═══ GIVEN RECORDS

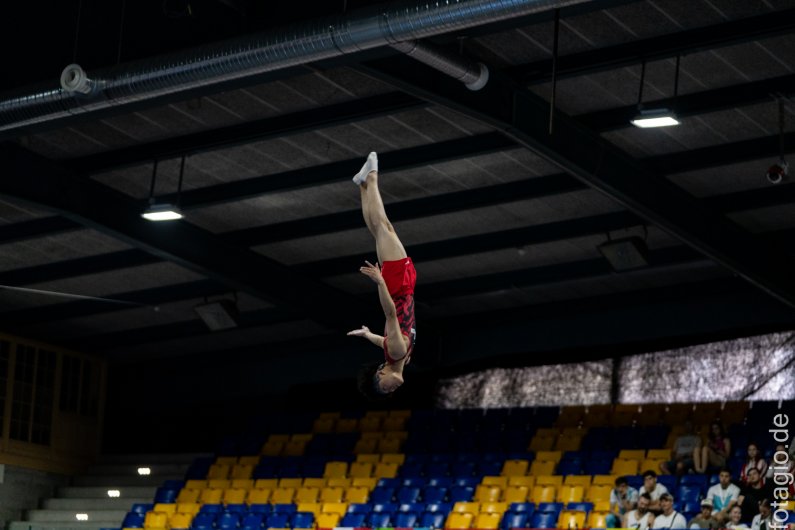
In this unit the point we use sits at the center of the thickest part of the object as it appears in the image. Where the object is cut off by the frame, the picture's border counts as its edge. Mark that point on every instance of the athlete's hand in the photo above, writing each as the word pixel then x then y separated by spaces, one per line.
pixel 372 271
pixel 364 330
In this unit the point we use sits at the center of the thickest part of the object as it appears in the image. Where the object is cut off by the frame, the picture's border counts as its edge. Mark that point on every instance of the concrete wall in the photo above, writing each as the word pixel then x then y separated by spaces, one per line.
pixel 22 489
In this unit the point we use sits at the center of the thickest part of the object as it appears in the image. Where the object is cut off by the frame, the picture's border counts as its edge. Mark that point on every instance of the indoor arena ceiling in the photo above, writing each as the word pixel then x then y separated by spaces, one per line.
pixel 499 216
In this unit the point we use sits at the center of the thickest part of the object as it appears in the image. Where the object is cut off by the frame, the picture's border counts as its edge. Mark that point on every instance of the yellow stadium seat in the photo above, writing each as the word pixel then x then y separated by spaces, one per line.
pixel 347 425
pixel 487 521
pixel 459 521
pixel 549 480
pixel 328 520
pixel 542 467
pixel 542 442
pixel 610 480
pixel 542 494
pixel 549 456
pixel 331 494
pixel 336 470
pixel 188 495
pixel 334 507
pixel 366 445
pixel 180 520
pixel 578 480
pixel 156 520
pixel 655 454
pixel 370 424
pixel 294 448
pixel 314 482
pixel 570 493
pixel 259 496
pixel 211 496
pixel 362 482
pixel 624 467
pixel 466 507
pixel 306 494
pixel 495 481
pixel 283 496
pixel 512 468
pixel 311 507
pixel 272 448
pixel 357 494
pixel 188 507
pixel 486 493
pixel 393 458
pixel 516 494
pixel 493 507
pixel 599 492
pixel 266 483
pixel 383 470
pixel 360 469
pixel 527 481
pixel 242 471
pixel 234 496
pixel 598 519
pixel 632 454
pixel 571 519
pixel 220 471
pixel 342 482
pixel 242 483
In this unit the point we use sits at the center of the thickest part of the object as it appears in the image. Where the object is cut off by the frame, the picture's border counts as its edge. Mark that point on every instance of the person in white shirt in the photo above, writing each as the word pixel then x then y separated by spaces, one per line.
pixel 654 489
pixel 640 518
pixel 723 495
pixel 669 518
pixel 735 514
pixel 763 519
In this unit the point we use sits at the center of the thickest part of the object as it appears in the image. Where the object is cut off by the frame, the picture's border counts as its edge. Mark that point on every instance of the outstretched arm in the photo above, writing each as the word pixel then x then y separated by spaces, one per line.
pixel 365 332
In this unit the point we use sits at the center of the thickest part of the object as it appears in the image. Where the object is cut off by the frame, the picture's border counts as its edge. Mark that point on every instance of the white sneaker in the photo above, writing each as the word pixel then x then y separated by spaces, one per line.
pixel 370 165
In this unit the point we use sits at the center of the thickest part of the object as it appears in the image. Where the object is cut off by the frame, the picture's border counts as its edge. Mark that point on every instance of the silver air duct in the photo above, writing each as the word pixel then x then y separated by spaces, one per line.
pixel 297 44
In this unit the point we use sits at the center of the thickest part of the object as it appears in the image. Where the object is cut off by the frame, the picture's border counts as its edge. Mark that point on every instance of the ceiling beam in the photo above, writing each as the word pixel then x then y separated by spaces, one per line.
pixel 656 48
pixel 36 180
pixel 592 160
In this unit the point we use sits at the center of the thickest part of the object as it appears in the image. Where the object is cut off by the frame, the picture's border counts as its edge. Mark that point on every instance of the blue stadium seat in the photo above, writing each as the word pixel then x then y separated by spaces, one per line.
pixel 304 520
pixel 543 520
pixel 513 520
pixel 353 520
pixel 433 520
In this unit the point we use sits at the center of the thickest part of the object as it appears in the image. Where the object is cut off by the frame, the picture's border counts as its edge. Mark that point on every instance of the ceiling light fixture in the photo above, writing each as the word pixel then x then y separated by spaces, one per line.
pixel 164 211
pixel 656 117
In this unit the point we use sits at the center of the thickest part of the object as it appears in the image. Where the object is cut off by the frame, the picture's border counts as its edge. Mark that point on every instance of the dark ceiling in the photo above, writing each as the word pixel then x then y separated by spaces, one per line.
pixel 502 220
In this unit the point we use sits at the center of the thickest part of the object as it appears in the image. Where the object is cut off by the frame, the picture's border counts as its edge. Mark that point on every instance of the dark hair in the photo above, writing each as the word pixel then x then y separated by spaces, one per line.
pixel 365 381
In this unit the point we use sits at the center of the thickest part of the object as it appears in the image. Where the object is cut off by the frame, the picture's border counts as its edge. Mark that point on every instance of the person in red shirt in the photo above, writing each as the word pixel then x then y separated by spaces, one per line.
pixel 395 278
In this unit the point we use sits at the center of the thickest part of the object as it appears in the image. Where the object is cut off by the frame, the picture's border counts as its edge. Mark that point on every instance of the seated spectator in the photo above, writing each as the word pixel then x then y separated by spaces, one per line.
pixel 763 519
pixel 735 514
pixel 723 495
pixel 754 460
pixel 751 495
pixel 623 498
pixel 669 518
pixel 705 518
pixel 640 518
pixel 683 452
pixel 716 451
pixel 653 489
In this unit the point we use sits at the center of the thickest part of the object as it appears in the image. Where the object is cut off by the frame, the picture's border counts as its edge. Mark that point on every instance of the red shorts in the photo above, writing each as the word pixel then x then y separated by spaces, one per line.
pixel 400 276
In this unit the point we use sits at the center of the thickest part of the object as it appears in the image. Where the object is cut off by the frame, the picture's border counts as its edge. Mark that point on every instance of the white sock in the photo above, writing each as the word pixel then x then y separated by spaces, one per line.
pixel 371 164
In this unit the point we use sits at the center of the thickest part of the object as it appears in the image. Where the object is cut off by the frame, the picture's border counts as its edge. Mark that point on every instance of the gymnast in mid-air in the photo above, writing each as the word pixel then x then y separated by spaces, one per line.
pixel 395 278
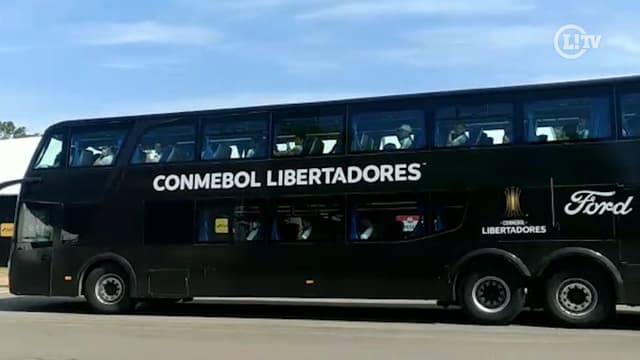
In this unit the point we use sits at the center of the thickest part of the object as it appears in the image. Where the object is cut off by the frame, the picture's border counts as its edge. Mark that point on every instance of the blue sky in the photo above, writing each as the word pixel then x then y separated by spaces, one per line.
pixel 74 59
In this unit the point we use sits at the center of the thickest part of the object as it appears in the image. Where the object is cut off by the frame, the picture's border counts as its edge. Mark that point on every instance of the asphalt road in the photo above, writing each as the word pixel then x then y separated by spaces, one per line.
pixel 61 329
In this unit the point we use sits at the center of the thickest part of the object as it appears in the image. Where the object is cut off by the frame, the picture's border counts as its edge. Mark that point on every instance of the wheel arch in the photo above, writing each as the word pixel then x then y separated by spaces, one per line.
pixel 582 254
pixel 97 260
pixel 487 254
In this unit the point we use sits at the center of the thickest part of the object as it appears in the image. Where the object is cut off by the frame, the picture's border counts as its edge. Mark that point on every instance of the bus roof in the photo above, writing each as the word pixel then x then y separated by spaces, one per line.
pixel 608 81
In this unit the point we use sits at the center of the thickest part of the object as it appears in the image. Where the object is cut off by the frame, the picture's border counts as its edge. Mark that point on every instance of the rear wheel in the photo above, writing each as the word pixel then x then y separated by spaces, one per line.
pixel 492 297
pixel 107 290
pixel 579 298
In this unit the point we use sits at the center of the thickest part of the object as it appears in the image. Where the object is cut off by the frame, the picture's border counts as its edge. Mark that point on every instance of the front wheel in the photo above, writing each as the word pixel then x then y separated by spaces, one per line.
pixel 579 298
pixel 492 297
pixel 107 290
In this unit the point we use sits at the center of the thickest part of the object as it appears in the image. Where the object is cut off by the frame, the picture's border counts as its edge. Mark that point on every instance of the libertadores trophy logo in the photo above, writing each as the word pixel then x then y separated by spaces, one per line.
pixel 512 208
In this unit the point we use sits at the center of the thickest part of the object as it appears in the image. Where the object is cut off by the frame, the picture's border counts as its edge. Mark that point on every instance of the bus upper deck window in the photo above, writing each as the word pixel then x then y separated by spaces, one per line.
pixel 95 148
pixel 309 136
pixel 235 137
pixel 166 144
pixel 483 124
pixel 568 119
pixel 630 104
pixel 51 154
pixel 387 131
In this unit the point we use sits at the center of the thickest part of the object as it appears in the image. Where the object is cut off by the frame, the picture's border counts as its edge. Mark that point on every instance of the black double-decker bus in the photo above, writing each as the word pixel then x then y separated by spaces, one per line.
pixel 491 199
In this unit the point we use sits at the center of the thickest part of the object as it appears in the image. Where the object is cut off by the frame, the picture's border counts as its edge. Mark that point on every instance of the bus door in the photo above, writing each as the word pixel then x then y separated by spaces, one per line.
pixel 38 233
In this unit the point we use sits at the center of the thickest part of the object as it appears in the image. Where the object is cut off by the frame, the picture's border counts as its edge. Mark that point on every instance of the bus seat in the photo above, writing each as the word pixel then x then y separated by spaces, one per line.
pixel 317 148
pixel 167 156
pixel 139 156
pixel 207 154
pixel 307 145
pixel 275 234
pixel 223 152
pixel 86 158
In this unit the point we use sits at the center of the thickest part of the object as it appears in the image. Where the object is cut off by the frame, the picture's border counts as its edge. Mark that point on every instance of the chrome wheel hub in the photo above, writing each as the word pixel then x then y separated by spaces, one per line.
pixel 491 294
pixel 110 289
pixel 577 297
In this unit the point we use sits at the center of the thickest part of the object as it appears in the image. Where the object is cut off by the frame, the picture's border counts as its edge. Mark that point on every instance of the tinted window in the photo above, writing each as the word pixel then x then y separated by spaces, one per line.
pixel 567 119
pixel 306 136
pixel 309 219
pixel 385 218
pixel 95 148
pixel 235 138
pixel 227 221
pixel 387 131
pixel 474 125
pixel 630 115
pixel 36 225
pixel 166 144
pixel 51 154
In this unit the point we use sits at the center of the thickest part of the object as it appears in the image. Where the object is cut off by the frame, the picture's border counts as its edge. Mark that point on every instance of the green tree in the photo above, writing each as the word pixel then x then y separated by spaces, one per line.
pixel 9 130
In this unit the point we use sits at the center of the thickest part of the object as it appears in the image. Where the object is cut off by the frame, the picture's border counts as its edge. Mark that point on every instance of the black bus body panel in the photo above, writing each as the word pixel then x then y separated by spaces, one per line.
pixel 112 202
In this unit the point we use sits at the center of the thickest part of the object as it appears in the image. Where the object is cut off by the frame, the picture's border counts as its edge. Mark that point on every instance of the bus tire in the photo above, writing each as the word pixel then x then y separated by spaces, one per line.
pixel 107 290
pixel 579 298
pixel 493 297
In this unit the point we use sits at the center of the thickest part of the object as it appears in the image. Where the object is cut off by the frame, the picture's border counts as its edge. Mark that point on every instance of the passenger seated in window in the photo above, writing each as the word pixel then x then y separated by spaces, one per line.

══════

## ACTIVITY
The final stretch of the listing, from the line containing "of the green" through its last line, both included, is to be output exactly and by itself.

## RESPONSE TO THIS EXERCISE
In this unit the point we use sits at the center of the thickest part of the object as it appears in the image. Where the object is cut off by the frame, the picture's border counts as its edge. Mark that point on every instance of the green tree in the photo above, writing each as the word pixel then x then y separated by spaces, one per line.
pixel 9 130
In this unit the point we use sits at the center of the thickest part of the object as it appears in the image. Where the object is cut off by the frame, the picture's border counts as its edge. Mark that point on every instance of the black bus body panel in the photo above, writing each as the word pixel then x then y separated by spaces, one per line.
pixel 112 202
In this unit the point we use sits at the center of the thickest part of the object as it appears in the image. Where the object is cut off by the frame, the picture's border counts as its edge. Mark that point on every instance of the bus tire in the photo above, writing each as the word pixel then x then y separated by spaces, one per line.
pixel 107 290
pixel 579 298
pixel 493 297
In this unit the point we use sits at the center of the thickest part of the object as it appears in the image. Where the object is cut off by the frame, the picture's border counts as its edge. Mark that point on every instance of the passenger seated in window in the photo above, writing each as the word pixel then x then y separated by spaces, one per line.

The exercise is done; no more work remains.